#### Stated problem:
Put everything from the line containing "the white chrysanthemum" down to the last line below into a numbered list, leaving out any blank lines.

[Part of a data file]
--
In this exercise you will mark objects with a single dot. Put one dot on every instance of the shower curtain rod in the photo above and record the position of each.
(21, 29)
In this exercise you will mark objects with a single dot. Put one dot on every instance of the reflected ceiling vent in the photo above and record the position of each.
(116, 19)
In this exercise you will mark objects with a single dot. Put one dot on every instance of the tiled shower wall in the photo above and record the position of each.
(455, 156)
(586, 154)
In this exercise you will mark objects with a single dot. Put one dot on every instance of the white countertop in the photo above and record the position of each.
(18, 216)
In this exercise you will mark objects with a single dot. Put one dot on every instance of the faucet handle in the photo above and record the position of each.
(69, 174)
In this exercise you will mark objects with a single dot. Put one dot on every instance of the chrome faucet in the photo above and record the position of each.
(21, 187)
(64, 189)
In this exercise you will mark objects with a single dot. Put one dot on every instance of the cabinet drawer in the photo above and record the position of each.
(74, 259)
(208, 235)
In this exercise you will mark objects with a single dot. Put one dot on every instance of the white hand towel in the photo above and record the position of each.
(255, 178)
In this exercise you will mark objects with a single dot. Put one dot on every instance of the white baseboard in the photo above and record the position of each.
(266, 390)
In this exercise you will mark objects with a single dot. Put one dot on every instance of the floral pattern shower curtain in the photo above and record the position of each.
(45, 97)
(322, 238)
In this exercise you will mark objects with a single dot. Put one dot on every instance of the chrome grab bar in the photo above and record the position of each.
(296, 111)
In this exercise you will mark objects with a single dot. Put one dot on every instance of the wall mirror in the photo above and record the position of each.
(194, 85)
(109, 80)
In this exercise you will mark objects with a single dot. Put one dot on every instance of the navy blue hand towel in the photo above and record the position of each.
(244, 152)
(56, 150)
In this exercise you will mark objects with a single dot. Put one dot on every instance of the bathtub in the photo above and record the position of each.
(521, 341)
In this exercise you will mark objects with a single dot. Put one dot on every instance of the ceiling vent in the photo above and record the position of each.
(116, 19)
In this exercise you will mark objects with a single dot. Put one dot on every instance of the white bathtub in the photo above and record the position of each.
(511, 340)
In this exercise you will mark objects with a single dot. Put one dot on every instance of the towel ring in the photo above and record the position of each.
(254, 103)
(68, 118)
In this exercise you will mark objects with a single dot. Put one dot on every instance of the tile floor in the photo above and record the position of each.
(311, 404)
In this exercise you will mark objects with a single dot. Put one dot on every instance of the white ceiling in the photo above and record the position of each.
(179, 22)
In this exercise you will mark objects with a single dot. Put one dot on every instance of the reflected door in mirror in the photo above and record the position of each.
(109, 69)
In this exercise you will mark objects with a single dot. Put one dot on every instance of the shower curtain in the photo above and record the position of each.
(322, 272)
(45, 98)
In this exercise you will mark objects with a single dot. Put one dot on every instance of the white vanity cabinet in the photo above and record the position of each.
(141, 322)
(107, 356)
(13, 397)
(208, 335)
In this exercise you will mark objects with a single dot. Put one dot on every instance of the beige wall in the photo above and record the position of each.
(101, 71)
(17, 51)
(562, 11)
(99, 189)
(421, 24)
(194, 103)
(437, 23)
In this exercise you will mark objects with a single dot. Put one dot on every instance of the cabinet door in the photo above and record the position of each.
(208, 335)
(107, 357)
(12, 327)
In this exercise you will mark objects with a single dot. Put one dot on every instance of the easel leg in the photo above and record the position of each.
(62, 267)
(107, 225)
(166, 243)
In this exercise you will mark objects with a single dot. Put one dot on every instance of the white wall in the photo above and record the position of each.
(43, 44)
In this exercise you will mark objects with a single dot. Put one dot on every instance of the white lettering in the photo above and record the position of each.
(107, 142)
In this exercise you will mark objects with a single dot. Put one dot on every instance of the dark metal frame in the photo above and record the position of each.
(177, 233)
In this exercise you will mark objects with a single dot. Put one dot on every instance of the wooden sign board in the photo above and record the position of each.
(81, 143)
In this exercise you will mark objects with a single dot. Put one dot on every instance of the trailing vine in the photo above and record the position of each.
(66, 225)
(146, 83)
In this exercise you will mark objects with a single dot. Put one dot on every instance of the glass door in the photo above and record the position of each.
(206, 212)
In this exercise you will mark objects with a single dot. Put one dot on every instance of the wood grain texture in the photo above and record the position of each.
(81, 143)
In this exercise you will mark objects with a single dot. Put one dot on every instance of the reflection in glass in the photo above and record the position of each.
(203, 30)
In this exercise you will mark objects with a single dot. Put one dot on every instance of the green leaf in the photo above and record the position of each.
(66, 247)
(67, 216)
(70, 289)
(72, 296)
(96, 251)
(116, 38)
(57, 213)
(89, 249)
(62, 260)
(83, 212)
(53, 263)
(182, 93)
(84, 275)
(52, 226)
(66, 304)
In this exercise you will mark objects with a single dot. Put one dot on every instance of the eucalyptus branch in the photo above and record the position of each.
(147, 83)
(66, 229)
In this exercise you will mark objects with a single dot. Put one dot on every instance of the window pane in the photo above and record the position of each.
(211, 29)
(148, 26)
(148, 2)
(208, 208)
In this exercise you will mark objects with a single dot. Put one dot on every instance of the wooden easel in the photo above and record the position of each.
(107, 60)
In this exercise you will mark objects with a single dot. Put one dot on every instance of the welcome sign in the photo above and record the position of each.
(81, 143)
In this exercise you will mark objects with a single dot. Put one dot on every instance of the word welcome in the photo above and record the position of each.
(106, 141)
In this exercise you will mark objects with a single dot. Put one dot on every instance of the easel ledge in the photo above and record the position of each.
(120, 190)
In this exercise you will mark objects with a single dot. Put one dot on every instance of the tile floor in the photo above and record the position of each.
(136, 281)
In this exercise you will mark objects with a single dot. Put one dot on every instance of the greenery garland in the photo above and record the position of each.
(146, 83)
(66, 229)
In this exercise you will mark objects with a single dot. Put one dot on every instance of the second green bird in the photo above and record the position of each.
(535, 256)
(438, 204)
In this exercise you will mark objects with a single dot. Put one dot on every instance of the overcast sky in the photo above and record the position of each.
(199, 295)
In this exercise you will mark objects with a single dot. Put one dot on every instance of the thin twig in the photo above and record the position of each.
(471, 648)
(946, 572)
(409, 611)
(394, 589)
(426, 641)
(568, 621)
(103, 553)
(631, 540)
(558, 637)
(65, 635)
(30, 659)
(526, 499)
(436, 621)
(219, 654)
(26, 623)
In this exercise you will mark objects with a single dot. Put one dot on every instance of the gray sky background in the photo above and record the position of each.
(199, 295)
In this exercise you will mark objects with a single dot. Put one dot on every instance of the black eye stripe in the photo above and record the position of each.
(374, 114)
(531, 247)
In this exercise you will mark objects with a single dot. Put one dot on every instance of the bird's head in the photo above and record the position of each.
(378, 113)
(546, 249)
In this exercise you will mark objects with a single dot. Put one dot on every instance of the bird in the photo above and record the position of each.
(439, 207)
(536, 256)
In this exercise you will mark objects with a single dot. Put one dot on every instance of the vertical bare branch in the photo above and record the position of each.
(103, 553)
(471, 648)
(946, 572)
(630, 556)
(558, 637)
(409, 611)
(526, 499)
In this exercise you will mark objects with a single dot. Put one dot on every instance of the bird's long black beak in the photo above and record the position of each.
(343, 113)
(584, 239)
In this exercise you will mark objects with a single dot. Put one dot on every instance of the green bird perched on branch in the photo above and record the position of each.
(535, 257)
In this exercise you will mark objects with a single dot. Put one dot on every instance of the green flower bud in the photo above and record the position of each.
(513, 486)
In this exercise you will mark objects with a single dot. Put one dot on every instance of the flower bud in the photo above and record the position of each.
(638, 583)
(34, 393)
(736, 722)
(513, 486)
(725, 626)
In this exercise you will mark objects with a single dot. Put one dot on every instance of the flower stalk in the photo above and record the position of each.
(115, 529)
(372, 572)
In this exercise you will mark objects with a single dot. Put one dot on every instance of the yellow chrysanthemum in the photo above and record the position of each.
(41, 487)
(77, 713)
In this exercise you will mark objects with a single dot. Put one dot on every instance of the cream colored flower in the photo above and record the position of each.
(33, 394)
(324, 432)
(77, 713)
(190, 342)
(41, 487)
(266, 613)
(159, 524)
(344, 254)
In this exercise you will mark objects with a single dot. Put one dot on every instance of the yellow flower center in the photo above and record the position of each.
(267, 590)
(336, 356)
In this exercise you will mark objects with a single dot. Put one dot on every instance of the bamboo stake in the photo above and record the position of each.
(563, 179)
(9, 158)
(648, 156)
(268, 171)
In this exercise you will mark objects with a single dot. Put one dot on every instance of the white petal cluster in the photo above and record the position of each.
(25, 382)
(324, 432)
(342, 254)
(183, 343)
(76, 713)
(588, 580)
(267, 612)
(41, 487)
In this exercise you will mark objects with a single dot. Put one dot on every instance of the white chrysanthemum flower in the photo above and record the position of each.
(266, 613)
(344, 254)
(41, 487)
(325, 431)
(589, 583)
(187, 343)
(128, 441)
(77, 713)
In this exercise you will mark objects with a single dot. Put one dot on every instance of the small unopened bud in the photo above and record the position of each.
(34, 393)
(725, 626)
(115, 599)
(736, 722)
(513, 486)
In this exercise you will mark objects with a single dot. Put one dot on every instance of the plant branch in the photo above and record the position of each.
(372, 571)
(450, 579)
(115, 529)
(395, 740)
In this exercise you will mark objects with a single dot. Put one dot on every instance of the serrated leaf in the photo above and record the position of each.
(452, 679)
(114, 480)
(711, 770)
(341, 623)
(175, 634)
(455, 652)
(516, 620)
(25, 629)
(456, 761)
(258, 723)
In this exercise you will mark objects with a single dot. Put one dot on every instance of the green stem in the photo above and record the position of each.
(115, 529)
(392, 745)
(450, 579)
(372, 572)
--
#### Result of the exercise:
1. In this exercise you will mark objects with a single dot. Put one dot on every instance of the white chrysanthemum flower in the photo above and record the position of each.
2. (266, 613)
3. (344, 254)
4. (41, 487)
5. (325, 431)
6. (589, 583)
7. (187, 343)
8. (128, 441)
9. (77, 713)
10. In this exercise you will mark objects with a single dot. Put one dot on every instance of the small unopened bud in the photo above and record the position of each.
11. (34, 393)
12. (725, 626)
13. (115, 599)
14. (736, 722)
15. (513, 486)
16. In this exercise you will mark objects with a single dot. Put one dot on every instance of the plant branch in the photo above and record the position of each.
17. (372, 571)
18. (450, 579)
19. (115, 529)
20. (395, 740)
21. In this exercise you will mark objects with a single dot. Put one dot on every instance of the serrated leaf in the photo above and record the position of each.
22. (452, 679)
23. (114, 480)
24. (711, 770)
25. (341, 623)
26. (175, 634)
27. (455, 652)
28. (516, 620)
29. (25, 629)
30. (456, 761)
31. (258, 723)
32. In this exercise you will mark objects with a single dot. Put one dot on every instance of the green stem in the photo above and record the position of each.
33. (115, 529)
34. (392, 745)
35. (450, 579)
36. (372, 572)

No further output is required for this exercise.